Problem statement >> Starting at the line that has "jacket. Keep to one point per instance." and stopping after the line that has "hood. Keep to one point per instance.", reproduce the listing below exactly; omit everything else.

Task inputs >>
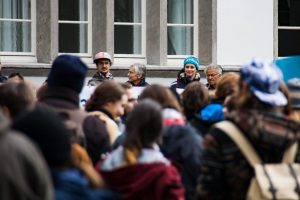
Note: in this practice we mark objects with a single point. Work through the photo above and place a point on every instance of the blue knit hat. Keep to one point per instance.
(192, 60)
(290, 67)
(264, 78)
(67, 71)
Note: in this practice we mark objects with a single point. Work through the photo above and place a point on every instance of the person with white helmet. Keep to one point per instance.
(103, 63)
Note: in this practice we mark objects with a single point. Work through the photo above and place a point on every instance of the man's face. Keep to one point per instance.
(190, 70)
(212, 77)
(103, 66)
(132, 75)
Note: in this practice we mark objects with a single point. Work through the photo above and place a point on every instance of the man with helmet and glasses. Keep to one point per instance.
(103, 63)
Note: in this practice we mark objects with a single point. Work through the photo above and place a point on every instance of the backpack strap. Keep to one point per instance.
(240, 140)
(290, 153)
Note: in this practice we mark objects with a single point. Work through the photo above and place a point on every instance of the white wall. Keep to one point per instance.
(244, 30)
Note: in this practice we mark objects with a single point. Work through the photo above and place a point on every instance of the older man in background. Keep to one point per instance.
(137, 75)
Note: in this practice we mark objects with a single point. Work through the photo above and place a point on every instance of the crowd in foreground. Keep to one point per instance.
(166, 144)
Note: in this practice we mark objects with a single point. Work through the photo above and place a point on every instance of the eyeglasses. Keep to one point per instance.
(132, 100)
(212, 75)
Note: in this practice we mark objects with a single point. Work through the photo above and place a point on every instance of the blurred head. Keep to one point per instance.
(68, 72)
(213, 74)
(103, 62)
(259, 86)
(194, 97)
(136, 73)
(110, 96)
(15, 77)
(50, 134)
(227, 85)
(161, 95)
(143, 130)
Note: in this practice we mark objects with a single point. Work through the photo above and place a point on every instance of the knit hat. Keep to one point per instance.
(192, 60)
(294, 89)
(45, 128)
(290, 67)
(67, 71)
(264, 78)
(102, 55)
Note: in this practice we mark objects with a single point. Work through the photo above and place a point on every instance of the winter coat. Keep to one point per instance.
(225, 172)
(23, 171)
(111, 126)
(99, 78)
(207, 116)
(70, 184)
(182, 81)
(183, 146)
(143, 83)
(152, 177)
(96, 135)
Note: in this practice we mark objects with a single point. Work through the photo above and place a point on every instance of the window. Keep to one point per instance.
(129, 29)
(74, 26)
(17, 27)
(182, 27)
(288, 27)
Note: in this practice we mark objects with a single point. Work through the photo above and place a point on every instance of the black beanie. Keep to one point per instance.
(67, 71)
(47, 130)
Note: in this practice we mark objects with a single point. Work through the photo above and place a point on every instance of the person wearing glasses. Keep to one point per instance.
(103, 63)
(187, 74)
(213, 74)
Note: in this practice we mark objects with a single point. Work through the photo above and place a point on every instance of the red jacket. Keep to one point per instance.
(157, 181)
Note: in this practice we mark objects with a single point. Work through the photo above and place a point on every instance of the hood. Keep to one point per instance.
...
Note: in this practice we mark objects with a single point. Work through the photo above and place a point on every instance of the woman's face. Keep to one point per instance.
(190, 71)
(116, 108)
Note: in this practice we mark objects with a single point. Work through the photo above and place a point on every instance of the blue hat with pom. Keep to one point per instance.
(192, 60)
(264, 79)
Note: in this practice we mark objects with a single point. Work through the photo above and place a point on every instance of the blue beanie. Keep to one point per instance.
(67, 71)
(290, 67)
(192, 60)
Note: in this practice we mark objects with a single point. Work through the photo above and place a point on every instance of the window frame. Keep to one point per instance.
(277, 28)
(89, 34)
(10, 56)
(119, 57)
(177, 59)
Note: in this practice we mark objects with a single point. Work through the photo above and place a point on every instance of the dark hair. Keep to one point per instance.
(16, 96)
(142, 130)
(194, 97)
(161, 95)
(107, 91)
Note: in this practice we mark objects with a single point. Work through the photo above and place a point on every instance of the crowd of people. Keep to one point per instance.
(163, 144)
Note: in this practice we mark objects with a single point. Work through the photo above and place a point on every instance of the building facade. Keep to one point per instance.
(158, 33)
--
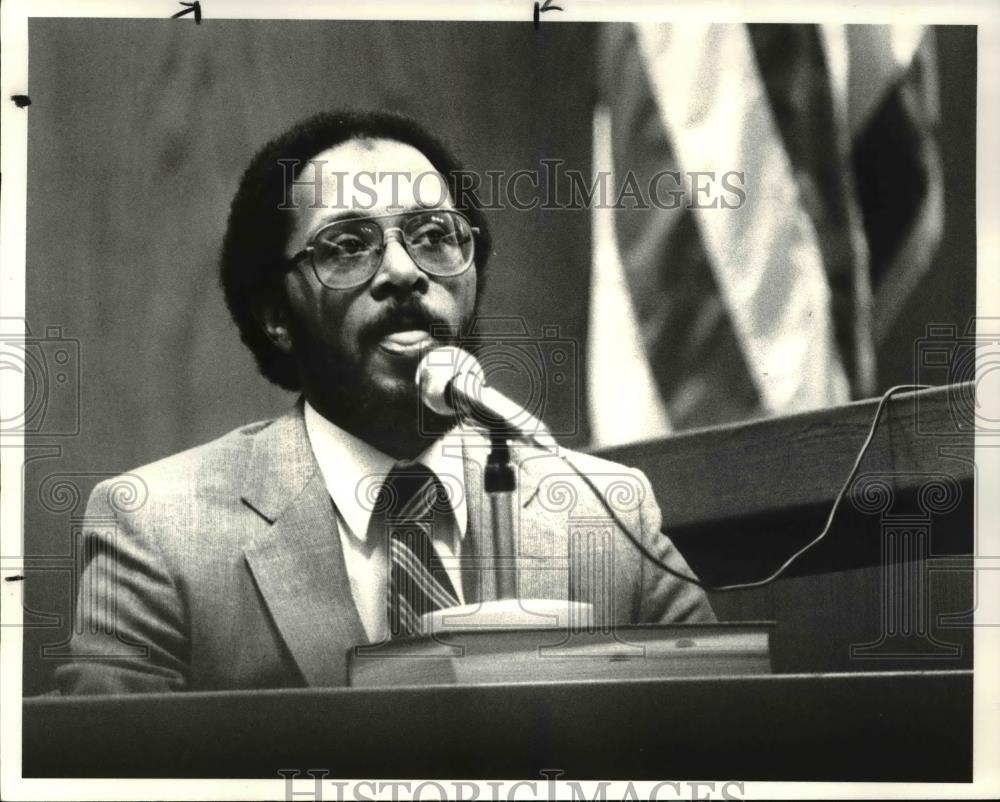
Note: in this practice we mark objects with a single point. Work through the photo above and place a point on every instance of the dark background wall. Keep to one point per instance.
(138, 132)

Written answer >>
Note: in this practice we mark objects with a single point. Work through the photo above and place a point on every instance of the red jacket. Keep to one point per instance.
(157, 181)
Note: in this practice we mark objects with a single point. Work through the photo above and place a point on every instance of the hood. Keep to one point per instance.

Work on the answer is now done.